LISTING:
━━━━━━━━━━
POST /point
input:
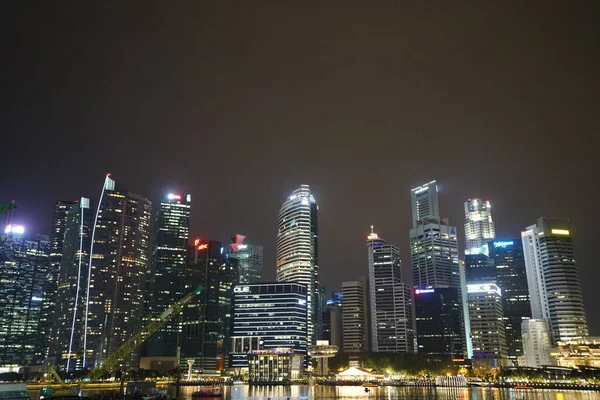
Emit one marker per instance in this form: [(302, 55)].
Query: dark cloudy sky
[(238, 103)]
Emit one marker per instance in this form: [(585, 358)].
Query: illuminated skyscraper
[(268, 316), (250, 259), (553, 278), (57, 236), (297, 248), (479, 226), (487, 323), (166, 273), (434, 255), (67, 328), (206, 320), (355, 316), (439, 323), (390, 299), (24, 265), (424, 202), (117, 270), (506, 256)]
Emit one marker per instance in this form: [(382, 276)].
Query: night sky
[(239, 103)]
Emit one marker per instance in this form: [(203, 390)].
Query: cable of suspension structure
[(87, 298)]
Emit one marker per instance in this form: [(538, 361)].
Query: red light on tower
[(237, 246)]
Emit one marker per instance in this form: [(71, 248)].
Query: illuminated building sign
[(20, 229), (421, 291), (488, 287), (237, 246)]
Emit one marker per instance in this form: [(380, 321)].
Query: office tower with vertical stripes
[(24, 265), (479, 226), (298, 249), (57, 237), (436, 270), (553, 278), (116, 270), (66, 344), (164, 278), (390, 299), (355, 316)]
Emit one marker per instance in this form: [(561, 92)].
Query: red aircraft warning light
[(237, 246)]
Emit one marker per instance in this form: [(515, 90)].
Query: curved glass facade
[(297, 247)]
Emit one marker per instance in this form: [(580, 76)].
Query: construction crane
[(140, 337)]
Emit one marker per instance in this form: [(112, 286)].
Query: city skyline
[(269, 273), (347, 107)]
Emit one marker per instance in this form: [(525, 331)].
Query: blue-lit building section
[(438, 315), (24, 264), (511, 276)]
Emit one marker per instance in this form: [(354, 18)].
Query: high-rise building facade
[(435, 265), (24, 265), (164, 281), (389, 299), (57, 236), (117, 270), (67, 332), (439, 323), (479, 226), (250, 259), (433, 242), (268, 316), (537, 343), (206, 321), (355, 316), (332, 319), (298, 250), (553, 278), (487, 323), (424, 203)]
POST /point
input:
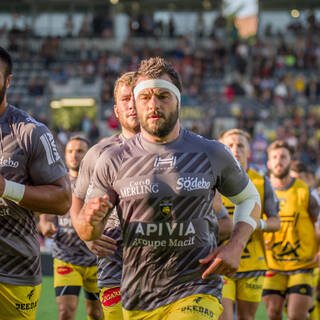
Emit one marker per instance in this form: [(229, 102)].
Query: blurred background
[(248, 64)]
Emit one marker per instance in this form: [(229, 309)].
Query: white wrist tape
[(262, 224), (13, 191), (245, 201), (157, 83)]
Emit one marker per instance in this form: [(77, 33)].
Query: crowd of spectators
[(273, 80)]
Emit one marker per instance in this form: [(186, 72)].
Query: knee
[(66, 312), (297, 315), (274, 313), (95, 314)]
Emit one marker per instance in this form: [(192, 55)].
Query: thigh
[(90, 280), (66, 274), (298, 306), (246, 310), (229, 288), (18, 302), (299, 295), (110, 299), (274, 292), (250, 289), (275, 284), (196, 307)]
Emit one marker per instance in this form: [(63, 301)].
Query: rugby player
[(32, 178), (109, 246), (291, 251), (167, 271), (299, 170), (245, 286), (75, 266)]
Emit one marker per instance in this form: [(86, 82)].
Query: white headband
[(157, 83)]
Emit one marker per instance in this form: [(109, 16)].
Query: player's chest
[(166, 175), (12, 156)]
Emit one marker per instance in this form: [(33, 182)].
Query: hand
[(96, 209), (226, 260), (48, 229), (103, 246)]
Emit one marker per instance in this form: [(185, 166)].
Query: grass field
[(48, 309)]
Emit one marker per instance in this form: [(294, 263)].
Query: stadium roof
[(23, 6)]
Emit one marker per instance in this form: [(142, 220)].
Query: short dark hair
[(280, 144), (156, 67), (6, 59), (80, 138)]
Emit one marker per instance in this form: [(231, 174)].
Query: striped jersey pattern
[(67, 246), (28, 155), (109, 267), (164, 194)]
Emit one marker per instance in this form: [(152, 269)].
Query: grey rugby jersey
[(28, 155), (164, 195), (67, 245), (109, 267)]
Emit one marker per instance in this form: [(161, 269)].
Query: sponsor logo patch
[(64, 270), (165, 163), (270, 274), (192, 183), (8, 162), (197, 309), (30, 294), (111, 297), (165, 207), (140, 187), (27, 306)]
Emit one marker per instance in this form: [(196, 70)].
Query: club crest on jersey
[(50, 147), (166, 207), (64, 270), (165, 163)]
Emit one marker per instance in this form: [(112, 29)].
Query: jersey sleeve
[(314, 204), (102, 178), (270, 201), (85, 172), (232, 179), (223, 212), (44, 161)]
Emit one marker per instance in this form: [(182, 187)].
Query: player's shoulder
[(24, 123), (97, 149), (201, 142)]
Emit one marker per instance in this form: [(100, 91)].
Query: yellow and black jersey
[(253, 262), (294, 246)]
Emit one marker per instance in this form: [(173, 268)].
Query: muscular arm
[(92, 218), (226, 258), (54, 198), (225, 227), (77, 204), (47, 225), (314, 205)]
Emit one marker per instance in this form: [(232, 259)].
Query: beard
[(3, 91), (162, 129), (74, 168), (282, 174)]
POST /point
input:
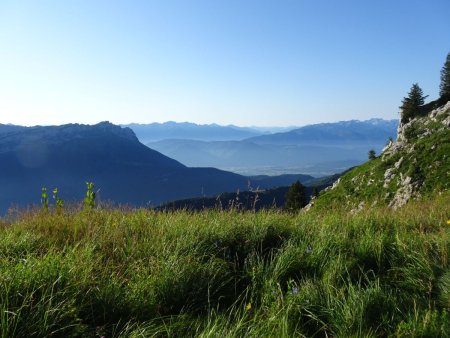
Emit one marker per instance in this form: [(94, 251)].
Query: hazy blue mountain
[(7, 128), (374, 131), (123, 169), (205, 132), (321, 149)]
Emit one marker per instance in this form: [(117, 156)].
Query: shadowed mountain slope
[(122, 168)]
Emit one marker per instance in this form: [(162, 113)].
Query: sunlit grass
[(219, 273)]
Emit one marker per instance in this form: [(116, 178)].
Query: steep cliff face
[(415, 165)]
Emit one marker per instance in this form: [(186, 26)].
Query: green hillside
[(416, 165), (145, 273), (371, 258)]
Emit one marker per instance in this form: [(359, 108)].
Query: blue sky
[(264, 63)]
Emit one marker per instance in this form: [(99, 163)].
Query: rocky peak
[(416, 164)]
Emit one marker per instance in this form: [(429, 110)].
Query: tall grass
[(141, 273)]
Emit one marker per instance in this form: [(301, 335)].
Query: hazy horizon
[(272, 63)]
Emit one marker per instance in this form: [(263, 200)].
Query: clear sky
━━━━━━━━━━
EXERCISE: Please rewrite all the rows above, substituting "point" for every "marker" and changing nothing else. Omit the pictures.

SOLUTION TO THIS PROBLEM:
POST /point
input:
Emit one point per instance in this form: [(302, 55)].
Query: dark cloudy sky
[(238, 103)]
Emit one point per instance in this form: [(585, 358)].
Query: illuminated skyscraper
[(268, 316), (250, 259), (553, 278), (57, 236), (297, 248), (479, 226), (487, 323), (166, 273), (434, 255), (67, 328), (206, 320), (355, 316), (439, 323), (390, 299), (24, 265), (424, 202), (117, 270), (506, 256)]
Emit one point per instance in this form: [(382, 276)].
Query: night sky
[(239, 103)]
Emit one point per instance in this form: [(203, 390)].
Query: cable of suspension structure
[(87, 298)]
Emit one point per instance in this form: [(538, 361)].
Query: red light on tower
[(237, 246)]
Emit one point per instance in this form: [(71, 248)].
Query: illuminated building sign
[(20, 229), (421, 291), (488, 287), (237, 246)]
Emit one point per instance in this form: [(380, 321)].
Query: office tower with vertical stripes
[(24, 265), (479, 226), (298, 249), (57, 237), (436, 270), (553, 278), (116, 270), (66, 344), (164, 278), (390, 299), (355, 316)]
Emit one point per instance in this form: [(561, 92)].
Query: red aircraft warning light
[(237, 246)]
Emit one point per instance in this form: [(515, 90)].
Query: curved glass facade
[(297, 247)]
Emit one point per instance in this form: [(580, 76)].
Query: construction crane
[(140, 337)]
Emit one point per instance in this form: [(112, 286)].
Query: city skyline
[(269, 273), (347, 107)]
Emit one point per instance in this form: [(525, 331)].
Query: blue-lit building section
[(438, 315), (24, 264), (511, 276)]
Emit one point per instance in this form: [(354, 18)].
Query: high-rise building facade
[(435, 265), (24, 265), (164, 281), (389, 299), (57, 236), (117, 270), (67, 332), (439, 323), (479, 226), (250, 259), (433, 242), (268, 316), (537, 343), (206, 321), (355, 316), (332, 319), (298, 250), (553, 278), (487, 323), (424, 203)]
POST /point
input:
Emit one point per instance in this form: [(229, 102)].
Query: blurred background
[(248, 64)]
Emit one point per instance in this form: [(229, 309)].
Query: white wrist tape
[(262, 224), (13, 191), (245, 201), (157, 83)]
Emit one point per instance in this form: [(77, 33)].
Query: crowd of spectators
[(273, 80)]
Emit one point per instance in this form: [(186, 72)].
Query: knee
[(66, 312), (297, 315), (274, 313), (95, 314)]
Emit one point per instance in this form: [(192, 55)].
Query: thigh
[(90, 280), (66, 274), (298, 306), (246, 310), (229, 288), (18, 302), (299, 295), (110, 299), (274, 292), (250, 289), (275, 284), (196, 307)]
Emit one point per instance in this form: [(63, 301)].
Query: rugby player
[(32, 178), (109, 246), (291, 251), (167, 271), (299, 170), (245, 286), (75, 266)]
Emit one point per instance in this form: [(86, 82)].
Query: white headband
[(157, 83)]
Emit one point per instance in this form: [(109, 16)].
Query: player's chest
[(166, 175), (12, 156)]
Emit one point per instance in this form: [(33, 182)].
Query: hand
[(96, 209), (226, 260), (48, 229), (103, 246)]
Emit one point per instance in this form: [(185, 166)].
Query: grass field
[(48, 309)]
Emit one point per instance in this form: [(294, 263)].
Query: stadium roof
[(23, 6)]
Emit one point per instance in this form: [(142, 220)].
Query: short dark hair
[(280, 144), (156, 67), (6, 59), (80, 138)]
Emit one point per instance in this form: [(231, 174)].
Query: striped jersey pattern
[(67, 246), (28, 155), (109, 267), (164, 194)]
Emit one point per instance in this form: [(152, 269)].
Query: grey rugby jersey
[(28, 155), (164, 195), (67, 245), (109, 267)]
Emit one point per instance in this form: [(161, 269)].
Query: sponsor logo patch
[(64, 270), (165, 163), (270, 274), (192, 183), (8, 162), (197, 309), (30, 294), (111, 297), (165, 207), (140, 187), (27, 306)]
Emit one point per instance in this form: [(196, 70)].
Query: club crest on jersey
[(50, 147), (166, 207), (64, 270), (165, 163)]
Emit one point per instance in this form: [(112, 29)].
Query: jersey sleeve
[(314, 204), (102, 178), (270, 201), (85, 172), (232, 179), (223, 212), (44, 161)]
Emit one point per instance in this form: [(182, 187)].
Query: player's shoulder
[(24, 123), (97, 149), (201, 142)]
Emit one point per instance in this form: [(100, 91)].
Query: yellow and black jersey
[(253, 262), (294, 246)]
Emit one point per instance in this form: [(173, 268)].
Query: muscular arm
[(92, 218), (226, 258), (54, 198), (225, 227), (77, 204), (47, 225), (314, 205)]
Emit one point per instance in this form: [(232, 259)].
Query: beard
[(3, 91), (162, 129), (74, 168), (282, 174)]
POST /point
input:
Emit one point per instance in this form: [(94, 251)].
Query: hazy blue mountain
[(7, 128), (374, 131), (123, 169), (205, 132), (321, 149)]
Emit one point per instance in this form: [(117, 156)].
Query: shadowed mountain slope
[(122, 168)]
Emit one point per instance in this form: [(162, 113)].
Query: sunlit grass
[(219, 273)]
Emit one point per instance in this form: [(116, 178)].
Query: steep cliff face
[(415, 165)]
Emit one point per instance in this form: [(186, 26)].
Query: green hillside
[(416, 165), (145, 273), (371, 258)]
Emit one point per instance in this form: [(359, 108)].
Query: blue sky
[(264, 63)]
Emit one point per instance in this form: [(99, 163)].
Query: rocky peak
[(416, 164)]
Emit one point per instance in this form: [(429, 110)].
Query: tall grass
[(141, 273)]
Emit one point per instance in this form: [(301, 335)].
Query: hazy horizon
[(272, 63)]
Emit one point per instance in this form: [(263, 200)].
Query: clear sky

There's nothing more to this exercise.